start SOURCE

Re: Circular types in XML Schemas from Jeni Tennison on 2002-05-04 (xmlschema-dev@w3.org from May 2002)

From: Jeni Tennison <jeni@jenitennison.com>
Date: Sat, 4 May 2002 12:38:19 +0100
To: Jerome Louvel <jerome_louvel@yahoo.fr>
CC: xmlschema-dev@w3.org
Message-ID: <751046846605.20020504123819@jenitennison.com>
Hi Jerome,

> After reading this thread, I still don't see *why* the specification
> would prevent circular model groups only when reused as a "direct
> model group particule" (at any depth), but not when such a group is
> "indirectly reused" through an element declaration.

When a validator reads a schema document, it creates an abstract
infoset representation of that schema. This infoset contains things
like "element declarations" and "complex type definitions" rather than
"xs:element elements" and "xs:complexType elements".

Taking your examples:

> For example, if the model group definition below is invalid (note
> the minOccurs = 0) according to the "Model Group Correct" constraint
> preventing circular groups:
>
> <xs:group name="error">
>    <xs:sequence>
>      ...

end SOURCE

- EXERCISES TO COMPLETE:
- A) From the post on circular types in XML Schemas, write out the passage that begins at the words "From: Jeni Tennison" and ends with "an element declaration.".
- B) Extend the post on circular types in XML Schemas, picking up right after its final line.

start INFORMATION SUPPLIED

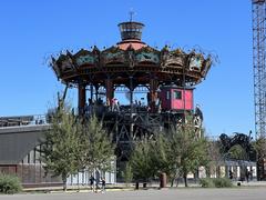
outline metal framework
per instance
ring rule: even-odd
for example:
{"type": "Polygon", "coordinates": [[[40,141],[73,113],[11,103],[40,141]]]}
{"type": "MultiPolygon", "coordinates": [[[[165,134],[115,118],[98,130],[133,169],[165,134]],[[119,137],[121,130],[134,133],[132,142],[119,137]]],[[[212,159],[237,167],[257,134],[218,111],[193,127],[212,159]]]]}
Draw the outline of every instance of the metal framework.
{"type": "Polygon", "coordinates": [[[256,138],[266,136],[266,1],[253,0],[253,67],[256,138]]]}
{"type": "Polygon", "coordinates": [[[129,159],[134,141],[183,124],[186,112],[194,117],[196,136],[202,131],[202,112],[198,108],[195,112],[193,108],[186,109],[185,94],[184,108],[166,110],[158,103],[160,91],[166,86],[185,91],[201,83],[212,67],[212,56],[167,46],[154,49],[141,40],[143,27],[140,22],[122,22],[119,24],[122,40],[115,46],[104,50],[81,49],[76,53],[66,51],[51,60],[58,79],[66,88],[78,88],[79,114],[95,114],[112,133],[119,168],[129,159]],[[116,107],[117,93],[126,93],[129,104],[116,107]],[[134,93],[146,94],[146,103],[135,103],[134,93]]]}

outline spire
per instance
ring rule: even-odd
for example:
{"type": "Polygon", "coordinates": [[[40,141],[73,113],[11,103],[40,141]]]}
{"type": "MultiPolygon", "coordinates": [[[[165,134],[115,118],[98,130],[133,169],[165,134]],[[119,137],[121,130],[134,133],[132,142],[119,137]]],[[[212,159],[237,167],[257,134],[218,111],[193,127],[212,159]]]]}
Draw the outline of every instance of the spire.
{"type": "Polygon", "coordinates": [[[143,23],[132,21],[133,12],[130,12],[130,21],[122,22],[119,24],[121,39],[125,40],[139,40],[142,39],[142,29],[144,27],[143,23]]]}

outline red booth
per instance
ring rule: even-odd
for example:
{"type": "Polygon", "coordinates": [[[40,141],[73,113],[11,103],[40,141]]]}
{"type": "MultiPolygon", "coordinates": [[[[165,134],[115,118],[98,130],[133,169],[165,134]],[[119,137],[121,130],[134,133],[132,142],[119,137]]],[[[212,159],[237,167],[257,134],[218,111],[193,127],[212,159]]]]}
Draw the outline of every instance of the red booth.
{"type": "Polygon", "coordinates": [[[160,99],[163,111],[193,110],[193,88],[163,87],[160,99]]]}

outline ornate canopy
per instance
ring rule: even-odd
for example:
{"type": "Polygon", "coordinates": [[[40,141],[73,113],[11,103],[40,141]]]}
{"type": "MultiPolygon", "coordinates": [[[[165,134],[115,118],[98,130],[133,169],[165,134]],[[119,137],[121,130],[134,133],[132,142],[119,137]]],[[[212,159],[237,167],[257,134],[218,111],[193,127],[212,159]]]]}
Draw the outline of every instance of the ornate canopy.
{"type": "Polygon", "coordinates": [[[211,56],[194,50],[170,50],[167,46],[157,50],[147,46],[141,41],[142,23],[130,21],[119,27],[122,41],[113,47],[102,51],[96,47],[81,49],[74,54],[66,51],[52,58],[58,79],[72,84],[101,84],[110,78],[114,84],[126,84],[131,76],[137,84],[146,84],[152,76],[158,83],[192,86],[200,83],[212,66],[211,56]]]}

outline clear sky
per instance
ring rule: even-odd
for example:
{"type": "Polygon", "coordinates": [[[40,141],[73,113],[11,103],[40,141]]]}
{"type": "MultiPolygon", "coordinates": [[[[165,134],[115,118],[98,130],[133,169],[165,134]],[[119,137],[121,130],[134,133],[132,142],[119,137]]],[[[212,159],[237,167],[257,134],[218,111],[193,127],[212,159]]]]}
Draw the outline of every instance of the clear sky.
{"type": "MultiPolygon", "coordinates": [[[[250,0],[7,0],[0,2],[0,116],[40,114],[62,90],[48,58],[110,47],[117,23],[145,23],[152,47],[201,47],[221,63],[196,87],[208,134],[254,132],[250,0]]],[[[69,92],[75,99],[74,90],[69,92]]]]}

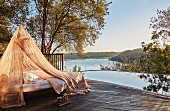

end INFORMATION SUPPLIED

- ANSWERS IN ORDER:
- A)
From: Jeni Tennison <jeni@jenitennison.com>
Date: Sat, 4 May 2002 12:38:19 +0100
To: Jerome Louvel <jerome_louvel@yahoo.fr>
CC: xmlschema-dev@w3.org
Message-ID: <751046846605.20020504123819@jenitennison.com>
Hi Jerome,

> After reading this thread, I still don't see *why* the specification
> would prevent circular model groups only when reused as a "direct
> model group particule" (at any depth), but not when such a group is
> "indirectly reused" through an element declaration.

- B)
>      <xs:group ref="ms:error" minOccurs="0"/>
>    </xs:sequence>
> </xs:group>

This xs:group definition is translated into a "model group definition"
in the schema infoset. The model group has a term, which is a sequence
particle. The sequence particle then contains some particles of its
own, one of which is a reference to that same model group definition.
De-referencing references like this is part of building up the schema
infoset. When the schema validator comes across the reference to the
model group, it dereferences it and substitutes the term of the model
group definition in its place. So it's just as if you'd specified:

<xs:group name="error">
  <xs:sequence>
    ...
    <xs:sequence minOccurs="0">
      ...
      <xs:group ref="ms:error" minOccurs="0" />
    </xs:sequence>
  </xs:sequence>
</xs:group>

The schema validator continues to dereference references to model
group definitions until it has a content model that doesn't contain
any, so the next step would be:

<xs:group name="error">
  <xs:sequence>
    ...
    <xs:sequence minOccurs="0">
      ...
      <xs:sequence minOccurs="0">
        ...
        <xs:group ref="ms:error" minOccurs="0" />
      </xs:sequence>
    </xs:sequence>
  </xs:sequence>
</xs:group>

and so on. Plainly this is a process that can never end if you have a
model group definition that contains a particle that references that
same model group definition. So this isn't allowed.

Looking at your other example:

> Then, I don't see why the other one below would be a valid one.
>
> <xs:group name="error">
>    <xs:sequence>
>      ...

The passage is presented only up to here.